*Exercice écrit A*
Renvoie le passage de l'article ci-dessous sur Benjamin Spock qui s'ouvre sur les mots contenant « Dans les dernières » et se clôt sur « base de l’humanisme. ».

La vie de Benjamin Spock est une histoire étonnante de succès affiché publiquement qui cachait un monde privé de dysfonctionnement familial.
La vie de Benjamin Spock est une histoire étonnante de succès affiché publiquement qui cachait un monde privé de dysfonctionnement familial. C’est aussi l’histoire de la façon dont les philosophies humanistes de Freud ont été subrepticement introduites dans le courant dominant de la vie familiale américaine – avec des conséquences clairement discutables.
Dans les dernières années de sa vie, Spock disait à ses lecteurs de suivre ses écrits et non son exemple, sachant que, en tant que père, il était loin d’avoir atteint les idéaux que son livre embrassait. Pourtant, bien qu’il ait reconnu les graves lacunes des méthodes rigides d’éducation des enfants du passé, et bien qu’il ait pu fournir aux parents des conseils solides et pleins de bon sens, le poids des preuves suggère qu’en fin de compte, les idées de Spock n’ont pas contribué à produire des enfants et des adultes plus sûrs et mieux adaptés. Il a compris la nécessité de la morale et des valeurs, mais il n’a pas su reconnaître qu’elles découlaient d’une perspective pieuse. Ce qu’il n’a jamais compris, c’est que les changements positifs qu’il recherchait sont tout simplement irréalisables sur la base de l’humanisme.

*Enregistrements*
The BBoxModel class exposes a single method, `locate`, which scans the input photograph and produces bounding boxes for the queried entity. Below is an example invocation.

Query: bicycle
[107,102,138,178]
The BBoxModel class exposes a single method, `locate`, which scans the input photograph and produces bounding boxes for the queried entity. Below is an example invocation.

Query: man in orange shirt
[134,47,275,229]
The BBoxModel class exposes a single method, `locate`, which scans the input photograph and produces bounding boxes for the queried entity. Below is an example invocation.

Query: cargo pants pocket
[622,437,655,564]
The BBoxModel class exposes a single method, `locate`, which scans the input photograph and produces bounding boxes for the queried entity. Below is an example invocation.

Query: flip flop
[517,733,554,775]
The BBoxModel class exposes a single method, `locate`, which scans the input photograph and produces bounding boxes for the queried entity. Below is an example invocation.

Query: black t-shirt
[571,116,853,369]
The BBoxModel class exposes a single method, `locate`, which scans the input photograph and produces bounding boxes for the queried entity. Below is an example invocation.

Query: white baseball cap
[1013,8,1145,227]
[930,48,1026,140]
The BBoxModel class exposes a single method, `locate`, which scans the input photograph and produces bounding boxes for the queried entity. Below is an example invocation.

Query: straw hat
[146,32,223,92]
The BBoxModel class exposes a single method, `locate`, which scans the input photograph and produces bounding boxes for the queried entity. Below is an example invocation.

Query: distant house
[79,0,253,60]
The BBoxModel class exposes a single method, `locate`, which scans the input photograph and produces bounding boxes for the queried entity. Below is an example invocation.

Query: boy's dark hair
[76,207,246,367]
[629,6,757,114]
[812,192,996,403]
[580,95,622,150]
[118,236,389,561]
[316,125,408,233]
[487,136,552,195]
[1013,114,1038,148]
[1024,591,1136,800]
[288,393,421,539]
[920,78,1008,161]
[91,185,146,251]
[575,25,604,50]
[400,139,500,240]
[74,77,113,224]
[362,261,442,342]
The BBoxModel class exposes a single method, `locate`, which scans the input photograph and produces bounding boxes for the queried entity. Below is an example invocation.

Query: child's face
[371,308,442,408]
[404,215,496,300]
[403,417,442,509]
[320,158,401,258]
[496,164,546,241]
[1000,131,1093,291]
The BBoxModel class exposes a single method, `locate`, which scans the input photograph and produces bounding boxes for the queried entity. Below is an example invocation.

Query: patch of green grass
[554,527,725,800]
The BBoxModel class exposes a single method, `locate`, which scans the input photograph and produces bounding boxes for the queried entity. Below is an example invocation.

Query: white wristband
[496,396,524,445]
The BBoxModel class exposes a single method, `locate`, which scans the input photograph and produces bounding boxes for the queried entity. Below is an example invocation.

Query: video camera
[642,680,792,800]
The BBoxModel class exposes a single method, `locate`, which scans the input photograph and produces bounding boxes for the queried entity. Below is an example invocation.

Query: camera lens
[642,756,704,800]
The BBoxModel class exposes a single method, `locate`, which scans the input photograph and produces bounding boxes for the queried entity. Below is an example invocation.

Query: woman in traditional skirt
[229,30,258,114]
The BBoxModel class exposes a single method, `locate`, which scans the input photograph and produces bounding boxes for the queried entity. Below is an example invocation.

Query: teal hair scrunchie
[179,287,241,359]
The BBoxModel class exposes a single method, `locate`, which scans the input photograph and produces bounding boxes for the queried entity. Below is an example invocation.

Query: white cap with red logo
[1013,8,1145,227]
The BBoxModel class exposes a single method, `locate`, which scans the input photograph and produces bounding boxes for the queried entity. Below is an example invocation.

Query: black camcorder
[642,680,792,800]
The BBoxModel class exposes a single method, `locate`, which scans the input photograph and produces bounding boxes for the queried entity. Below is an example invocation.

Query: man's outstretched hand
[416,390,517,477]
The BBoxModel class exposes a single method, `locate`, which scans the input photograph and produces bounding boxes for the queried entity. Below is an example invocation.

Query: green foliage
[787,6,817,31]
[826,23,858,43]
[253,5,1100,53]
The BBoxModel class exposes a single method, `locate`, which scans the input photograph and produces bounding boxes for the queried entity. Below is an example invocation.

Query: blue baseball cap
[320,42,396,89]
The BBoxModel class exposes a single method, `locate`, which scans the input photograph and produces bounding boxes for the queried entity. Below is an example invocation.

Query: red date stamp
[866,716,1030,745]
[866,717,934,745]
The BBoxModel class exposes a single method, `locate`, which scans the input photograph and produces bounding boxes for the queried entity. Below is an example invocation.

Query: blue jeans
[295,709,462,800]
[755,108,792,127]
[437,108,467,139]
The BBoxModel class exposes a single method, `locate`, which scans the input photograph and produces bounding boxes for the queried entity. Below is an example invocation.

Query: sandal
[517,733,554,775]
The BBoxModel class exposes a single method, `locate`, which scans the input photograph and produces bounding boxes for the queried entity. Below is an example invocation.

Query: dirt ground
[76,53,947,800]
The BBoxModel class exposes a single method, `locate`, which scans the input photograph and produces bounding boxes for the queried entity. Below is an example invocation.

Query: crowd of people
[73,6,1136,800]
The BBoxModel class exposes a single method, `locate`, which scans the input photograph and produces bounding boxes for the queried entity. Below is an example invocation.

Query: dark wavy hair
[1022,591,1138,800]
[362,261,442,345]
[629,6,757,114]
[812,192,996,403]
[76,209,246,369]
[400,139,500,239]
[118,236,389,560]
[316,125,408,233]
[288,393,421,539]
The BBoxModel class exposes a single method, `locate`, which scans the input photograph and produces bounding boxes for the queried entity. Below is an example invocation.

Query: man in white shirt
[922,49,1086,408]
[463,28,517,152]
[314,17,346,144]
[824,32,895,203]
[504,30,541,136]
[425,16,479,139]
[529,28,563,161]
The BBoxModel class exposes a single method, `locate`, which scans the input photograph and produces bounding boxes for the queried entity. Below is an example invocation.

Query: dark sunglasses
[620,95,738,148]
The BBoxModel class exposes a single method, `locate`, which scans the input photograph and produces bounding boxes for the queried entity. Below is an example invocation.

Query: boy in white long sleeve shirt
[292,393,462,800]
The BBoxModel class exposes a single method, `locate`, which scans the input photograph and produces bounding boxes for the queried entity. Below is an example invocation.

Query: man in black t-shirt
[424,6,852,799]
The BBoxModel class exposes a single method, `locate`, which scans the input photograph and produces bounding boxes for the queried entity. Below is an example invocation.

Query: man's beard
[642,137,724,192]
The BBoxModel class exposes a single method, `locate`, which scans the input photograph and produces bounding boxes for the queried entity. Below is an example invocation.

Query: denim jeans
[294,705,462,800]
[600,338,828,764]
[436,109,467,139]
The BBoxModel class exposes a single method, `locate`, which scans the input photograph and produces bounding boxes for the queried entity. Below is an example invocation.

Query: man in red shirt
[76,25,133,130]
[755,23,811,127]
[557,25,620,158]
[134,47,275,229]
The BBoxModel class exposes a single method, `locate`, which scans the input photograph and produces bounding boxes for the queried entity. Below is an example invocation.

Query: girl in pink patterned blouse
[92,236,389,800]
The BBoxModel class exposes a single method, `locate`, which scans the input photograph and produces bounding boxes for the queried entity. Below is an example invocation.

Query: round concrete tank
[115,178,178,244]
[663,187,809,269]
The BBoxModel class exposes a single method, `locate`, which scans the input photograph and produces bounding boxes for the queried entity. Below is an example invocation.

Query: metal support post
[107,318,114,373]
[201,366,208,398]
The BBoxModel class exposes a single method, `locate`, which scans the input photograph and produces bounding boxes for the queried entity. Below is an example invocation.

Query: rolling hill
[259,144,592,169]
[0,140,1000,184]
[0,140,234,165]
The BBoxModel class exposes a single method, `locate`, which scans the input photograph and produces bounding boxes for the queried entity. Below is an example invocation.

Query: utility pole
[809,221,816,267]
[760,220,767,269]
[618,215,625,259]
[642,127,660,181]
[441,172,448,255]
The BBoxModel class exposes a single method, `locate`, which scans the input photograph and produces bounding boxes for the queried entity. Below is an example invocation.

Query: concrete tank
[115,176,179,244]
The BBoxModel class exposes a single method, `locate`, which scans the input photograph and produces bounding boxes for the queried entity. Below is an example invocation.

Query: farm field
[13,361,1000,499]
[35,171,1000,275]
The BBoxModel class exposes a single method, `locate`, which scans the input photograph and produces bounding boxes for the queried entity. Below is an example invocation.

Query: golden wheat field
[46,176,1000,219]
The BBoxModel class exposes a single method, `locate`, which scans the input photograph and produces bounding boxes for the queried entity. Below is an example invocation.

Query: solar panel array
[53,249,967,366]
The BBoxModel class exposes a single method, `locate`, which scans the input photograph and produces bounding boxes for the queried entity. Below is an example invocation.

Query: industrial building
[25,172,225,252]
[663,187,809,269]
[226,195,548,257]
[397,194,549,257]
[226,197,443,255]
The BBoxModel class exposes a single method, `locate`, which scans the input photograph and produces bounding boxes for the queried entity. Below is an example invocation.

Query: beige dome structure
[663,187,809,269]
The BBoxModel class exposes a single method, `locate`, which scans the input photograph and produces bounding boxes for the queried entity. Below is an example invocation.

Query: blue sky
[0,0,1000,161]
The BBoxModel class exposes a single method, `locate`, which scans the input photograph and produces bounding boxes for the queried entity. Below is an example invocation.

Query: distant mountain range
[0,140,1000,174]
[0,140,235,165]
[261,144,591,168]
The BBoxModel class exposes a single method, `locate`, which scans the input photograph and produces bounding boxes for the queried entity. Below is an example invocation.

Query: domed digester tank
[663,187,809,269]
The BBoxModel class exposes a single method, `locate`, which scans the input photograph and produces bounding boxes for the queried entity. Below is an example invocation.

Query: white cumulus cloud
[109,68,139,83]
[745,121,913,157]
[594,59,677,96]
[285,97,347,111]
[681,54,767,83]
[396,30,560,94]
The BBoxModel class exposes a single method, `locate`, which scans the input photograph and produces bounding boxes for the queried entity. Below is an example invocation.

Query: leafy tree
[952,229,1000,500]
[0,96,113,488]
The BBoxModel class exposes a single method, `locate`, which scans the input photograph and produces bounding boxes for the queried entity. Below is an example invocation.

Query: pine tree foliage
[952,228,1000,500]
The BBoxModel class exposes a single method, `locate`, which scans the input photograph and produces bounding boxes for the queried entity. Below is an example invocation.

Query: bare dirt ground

*Exercice écrit B*
Renvoie toutes les lignes des enregistrements qui contiennent le mot « white ».

*Réponse finale A*
Dans les dernières années de sa vie, Spock disait à ses lecteurs de suivre ses écrits et non son exemple, sachant que, en tant que père, il était loin d’avoir atteint les idéaux que son livre embrassait. Pourtant, bien qu’il ait reconnu les graves lacunes des méthodes rigides d’éducation des enfants du passé, et bien qu’il ait pu fournir aux parents des conseils solides et pleins de bon sens, le poids des preuves suggère qu’en fin de compte, les idées de Spock n’ont pas contribué à produire des enfants et des adultes plus sûrs et mieux adaptés. Il a compris la nécessité de la morale et des valeurs, mais il n’a pas su reconnaître qu’elles découlaient d’une perspective pieuse. Ce qu’il n’a jamais compris, c’est que les changements positifs qu’il recherchait sont tout simplement irréalisables sur la base de l’humanisme.

*Réponse finale B*
Query: white baseball cap
Query: white wristband
Query: white cap with red logo
Query: man in white shirt
Query: boy in white long sleeve shirt
Query: white cumulus cloud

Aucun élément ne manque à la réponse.